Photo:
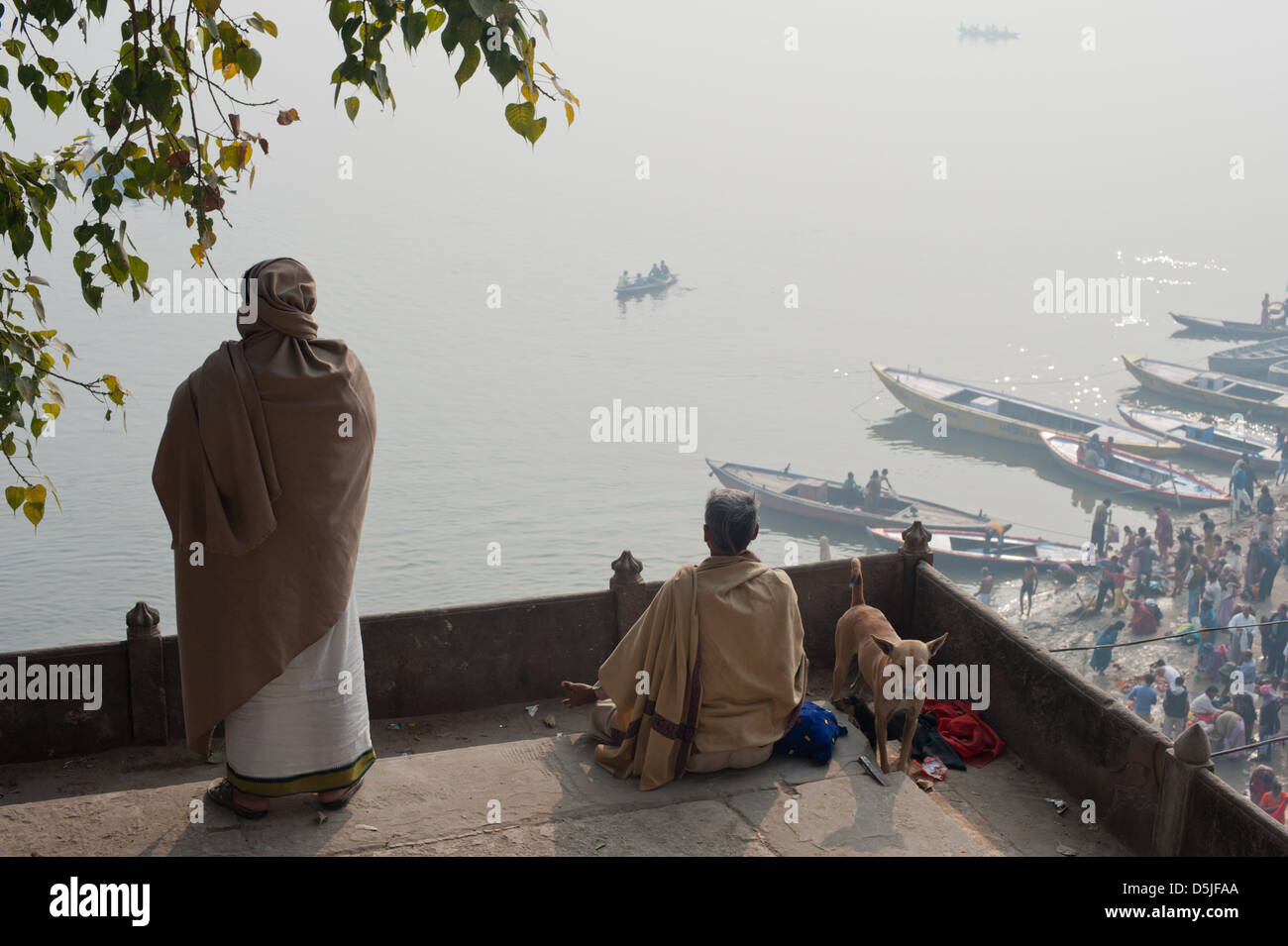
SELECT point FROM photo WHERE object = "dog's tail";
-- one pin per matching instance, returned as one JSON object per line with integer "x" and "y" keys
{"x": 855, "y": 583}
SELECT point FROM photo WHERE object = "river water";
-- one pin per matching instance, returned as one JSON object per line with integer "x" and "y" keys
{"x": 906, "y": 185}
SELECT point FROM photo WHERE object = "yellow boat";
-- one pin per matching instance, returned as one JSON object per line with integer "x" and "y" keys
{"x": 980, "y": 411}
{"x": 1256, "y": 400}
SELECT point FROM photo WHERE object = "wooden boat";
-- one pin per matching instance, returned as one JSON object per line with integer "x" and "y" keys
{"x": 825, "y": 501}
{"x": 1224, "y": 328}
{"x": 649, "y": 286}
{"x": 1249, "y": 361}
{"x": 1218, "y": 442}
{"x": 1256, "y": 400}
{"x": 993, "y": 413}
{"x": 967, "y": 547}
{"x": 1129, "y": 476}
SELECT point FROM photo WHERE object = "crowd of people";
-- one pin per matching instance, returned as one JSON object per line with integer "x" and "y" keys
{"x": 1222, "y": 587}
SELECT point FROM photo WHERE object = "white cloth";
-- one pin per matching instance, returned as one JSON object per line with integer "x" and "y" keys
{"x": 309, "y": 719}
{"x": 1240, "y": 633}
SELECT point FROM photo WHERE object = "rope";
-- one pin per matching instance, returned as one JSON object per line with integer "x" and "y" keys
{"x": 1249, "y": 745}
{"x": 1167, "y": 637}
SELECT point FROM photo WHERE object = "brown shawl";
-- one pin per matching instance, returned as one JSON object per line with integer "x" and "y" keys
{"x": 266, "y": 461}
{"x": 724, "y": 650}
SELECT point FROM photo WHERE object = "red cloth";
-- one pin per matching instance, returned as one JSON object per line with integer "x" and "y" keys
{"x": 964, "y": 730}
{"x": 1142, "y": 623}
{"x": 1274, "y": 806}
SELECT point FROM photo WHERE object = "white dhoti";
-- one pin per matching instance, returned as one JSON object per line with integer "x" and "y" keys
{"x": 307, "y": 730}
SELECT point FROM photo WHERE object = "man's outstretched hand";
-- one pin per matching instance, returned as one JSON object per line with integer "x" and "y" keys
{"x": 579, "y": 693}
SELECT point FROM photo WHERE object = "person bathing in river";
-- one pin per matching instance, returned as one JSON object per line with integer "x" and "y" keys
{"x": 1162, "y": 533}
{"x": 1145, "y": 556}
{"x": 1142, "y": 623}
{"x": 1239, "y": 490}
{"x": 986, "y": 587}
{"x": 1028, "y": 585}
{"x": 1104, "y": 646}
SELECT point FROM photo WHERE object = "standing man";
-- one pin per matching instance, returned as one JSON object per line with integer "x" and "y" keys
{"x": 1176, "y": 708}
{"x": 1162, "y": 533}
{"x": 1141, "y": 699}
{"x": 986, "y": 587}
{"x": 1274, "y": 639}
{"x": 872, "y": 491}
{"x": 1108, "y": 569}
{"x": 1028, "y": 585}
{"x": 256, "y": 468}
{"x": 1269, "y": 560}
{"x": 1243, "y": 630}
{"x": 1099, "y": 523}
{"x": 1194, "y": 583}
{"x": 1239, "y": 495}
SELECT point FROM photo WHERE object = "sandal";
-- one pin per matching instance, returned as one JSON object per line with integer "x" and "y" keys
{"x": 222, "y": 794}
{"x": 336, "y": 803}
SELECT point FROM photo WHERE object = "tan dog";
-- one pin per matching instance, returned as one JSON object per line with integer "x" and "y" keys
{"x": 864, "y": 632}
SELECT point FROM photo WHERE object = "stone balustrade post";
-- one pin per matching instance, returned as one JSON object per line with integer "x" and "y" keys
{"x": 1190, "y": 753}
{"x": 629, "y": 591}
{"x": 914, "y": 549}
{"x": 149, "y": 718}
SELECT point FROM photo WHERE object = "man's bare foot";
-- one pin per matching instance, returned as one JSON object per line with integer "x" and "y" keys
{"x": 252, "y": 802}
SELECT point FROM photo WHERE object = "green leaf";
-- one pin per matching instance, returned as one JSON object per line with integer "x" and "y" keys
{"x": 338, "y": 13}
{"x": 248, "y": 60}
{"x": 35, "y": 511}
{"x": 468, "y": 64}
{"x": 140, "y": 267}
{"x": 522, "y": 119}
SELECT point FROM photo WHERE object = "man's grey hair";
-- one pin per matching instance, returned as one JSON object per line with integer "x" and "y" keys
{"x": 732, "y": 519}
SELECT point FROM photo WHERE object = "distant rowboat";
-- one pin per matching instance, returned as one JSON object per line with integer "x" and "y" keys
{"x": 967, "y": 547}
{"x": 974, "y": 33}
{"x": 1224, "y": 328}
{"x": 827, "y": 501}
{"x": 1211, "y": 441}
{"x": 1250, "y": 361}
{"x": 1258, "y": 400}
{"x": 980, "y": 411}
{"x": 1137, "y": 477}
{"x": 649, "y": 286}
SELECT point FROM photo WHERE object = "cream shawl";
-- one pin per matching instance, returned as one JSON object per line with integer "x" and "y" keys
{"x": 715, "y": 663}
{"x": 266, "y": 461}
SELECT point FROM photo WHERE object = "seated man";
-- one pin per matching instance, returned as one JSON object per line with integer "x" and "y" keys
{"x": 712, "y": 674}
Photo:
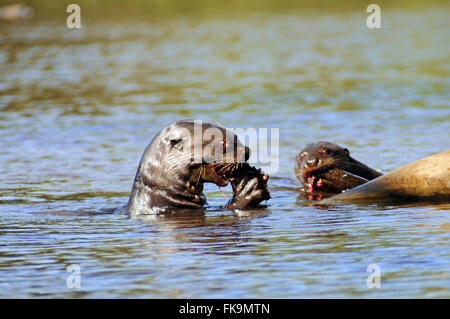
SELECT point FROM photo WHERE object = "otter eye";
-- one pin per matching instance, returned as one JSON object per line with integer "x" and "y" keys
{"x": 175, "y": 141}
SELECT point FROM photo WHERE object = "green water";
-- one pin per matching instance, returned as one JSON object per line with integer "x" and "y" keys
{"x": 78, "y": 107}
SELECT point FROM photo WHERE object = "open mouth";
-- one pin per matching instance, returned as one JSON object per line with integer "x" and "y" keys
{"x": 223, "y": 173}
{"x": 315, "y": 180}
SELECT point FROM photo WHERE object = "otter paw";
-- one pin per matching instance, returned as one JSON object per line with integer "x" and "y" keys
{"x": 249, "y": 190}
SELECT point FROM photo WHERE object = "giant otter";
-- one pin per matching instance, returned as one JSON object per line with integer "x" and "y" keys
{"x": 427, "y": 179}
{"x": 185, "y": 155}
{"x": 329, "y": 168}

..........

Leave the pictures out and print the records above exactly as they stand.

Photo:
SELECT point FROM photo WHERE object = "dog's tail";
-- one pin per matching instance, returned as one JSON object per line with integer "x" and "y" keys
{"x": 855, "y": 583}
SELECT point FROM photo WHERE object = "river water";
-- one pin per matching instance, returned as one JSON object per line with integer "x" and "y" keys
{"x": 906, "y": 185}
SELECT point FROM photo WHERE object = "yellow boat";
-- one pin per matching instance, returned as one JSON object per line with integer "x" and "y" keys
{"x": 980, "y": 411}
{"x": 1256, "y": 400}
SELECT point FROM photo WHERE object = "wooden boat";
-- one pin per matching instance, returned as one JSON object per line with integer "x" and "y" keys
{"x": 825, "y": 501}
{"x": 1224, "y": 328}
{"x": 649, "y": 286}
{"x": 1249, "y": 361}
{"x": 1218, "y": 442}
{"x": 1256, "y": 400}
{"x": 993, "y": 413}
{"x": 967, "y": 547}
{"x": 1129, "y": 476}
SELECT point FROM photo WHERE object = "crowd of people";
-- one pin per matching instance, returned as one JSON object per line with integer "x" and "y" keys
{"x": 1222, "y": 587}
SELECT point FROM photo WHERE object = "white cloth";
-- one pin per matching instance, returned as one JSON object per line with integer "x" and "y" keys
{"x": 309, "y": 719}
{"x": 1240, "y": 633}
SELECT point FROM photo WHERE object = "rope";
-- one pin per matching instance, returned as one JSON object per line with integer "x" and "y" keys
{"x": 1249, "y": 745}
{"x": 1167, "y": 637}
SELECT point FROM photo WHERE object = "brown shawl";
-- one pin per matching instance, returned as one JSON object per line with integer "x" and "y" keys
{"x": 266, "y": 461}
{"x": 724, "y": 650}
SELECT point FROM photo WHERE object = "red cloth";
-- one pin per matching instance, returned as one JSON object per line with integer "x" and "y" keys
{"x": 964, "y": 730}
{"x": 1142, "y": 623}
{"x": 1274, "y": 806}
SELECT point FROM photo WHERE object = "white dhoti";
-- one pin per matching instance, returned as one JSON object per line with integer "x" and "y" keys
{"x": 307, "y": 730}
SELECT point FROM photo WHERE object = "man's outstretched hand";
-- one pin per matching instance, returned as one JSON object per line with integer "x" and "y" keys
{"x": 579, "y": 693}
SELECT point FROM photo WHERE object = "person bathing in river";
-- one pin per matching instance, returned as one JSON object per line with integer "x" and "y" keys
{"x": 1162, "y": 533}
{"x": 1145, "y": 556}
{"x": 1142, "y": 623}
{"x": 1239, "y": 490}
{"x": 986, "y": 587}
{"x": 1028, "y": 585}
{"x": 1104, "y": 646}
SELECT point FROM photo WHERE object = "standing man";
-- one pin per matching instance, returned as one JSON object per line with integer "x" and "y" keys
{"x": 1176, "y": 708}
{"x": 1162, "y": 533}
{"x": 1141, "y": 699}
{"x": 986, "y": 587}
{"x": 1274, "y": 639}
{"x": 872, "y": 491}
{"x": 1108, "y": 569}
{"x": 1028, "y": 585}
{"x": 256, "y": 468}
{"x": 1269, "y": 560}
{"x": 1243, "y": 630}
{"x": 1099, "y": 523}
{"x": 1194, "y": 583}
{"x": 1239, "y": 495}
SELECT point FROM photo WHERE object = "sandal";
-- one pin per matching instance, returned as one JSON object per line with integer "x" and "y" keys
{"x": 222, "y": 794}
{"x": 336, "y": 803}
SELECT point FROM photo WHERE object = "tan dog";
-- one pin per matching instance, returned as one JSON object per line with integer "x" and "y" keys
{"x": 864, "y": 632}
SELECT point FROM photo WHERE object = "stone balustrade post";
-- one pin per matching instance, returned as one JSON object per line with integer "x" and "y" keys
{"x": 1190, "y": 753}
{"x": 629, "y": 591}
{"x": 914, "y": 549}
{"x": 149, "y": 718}
SELECT point FROM photo WHERE object = "man's bare foot";
-- one pin per matching instance, returned as one JSON object per line with integer "x" and "y" keys
{"x": 252, "y": 802}
SELECT point FROM photo WHERE object = "green leaf";
-- one pin per matching instance, returned as one JSON object per line with integer "x" and "y" keys
{"x": 338, "y": 13}
{"x": 248, "y": 60}
{"x": 35, "y": 511}
{"x": 468, "y": 64}
{"x": 140, "y": 267}
{"x": 522, "y": 119}
SELECT point FROM photo WHERE object = "man's grey hair";
-- one pin per matching instance, returned as one JSON object per line with integer "x" and "y" keys
{"x": 732, "y": 519}
SELECT point FROM photo WHERE object = "distant rowboat";
-- one pin per matching instance, returned as one JSON object per line with integer "x" and "y" keys
{"x": 967, "y": 547}
{"x": 974, "y": 33}
{"x": 1224, "y": 328}
{"x": 827, "y": 501}
{"x": 1211, "y": 441}
{"x": 1250, "y": 361}
{"x": 1258, "y": 400}
{"x": 980, "y": 411}
{"x": 1137, "y": 477}
{"x": 649, "y": 286}
SELECT point FROM photo WHERE object = "cream shawl";
-- one pin per matching instance, returned as one JSON object per line with integer "x" and "y" keys
{"x": 715, "y": 663}
{"x": 266, "y": 461}
SELECT point FROM photo WHERE object = "seated man";
-- one pin per matching instance, returned as one JSON object per line with integer "x" and "y" keys
{"x": 712, "y": 674}
Photo:
SELECT point FROM photo WHERE object = "otter eye";
-- one pin per matching instance, returned as one JSON object per line with integer "x" and "y" keys
{"x": 175, "y": 141}
SELECT point FROM photo WHERE object = "green water";
-- one pin per matching instance, returned as one JSON object per line with integer "x" and "y" keys
{"x": 78, "y": 107}
SELECT point FROM photo WHERE object = "open mouth";
-- one pin per matching instance, returned as one JSON object per line with integer "x" and "y" keys
{"x": 223, "y": 173}
{"x": 315, "y": 180}
SELECT point FROM photo WHERE object = "otter paw";
-- one pin per matching instance, returned as one JSON object per line with integer "x" and "y" keys
{"x": 249, "y": 190}
SELECT point FROM photo WHERE object = "giant otter";
-- one pin per matching instance, returned as one JSON object per line with integer "x" and "y" keys
{"x": 427, "y": 179}
{"x": 185, "y": 155}
{"x": 329, "y": 168}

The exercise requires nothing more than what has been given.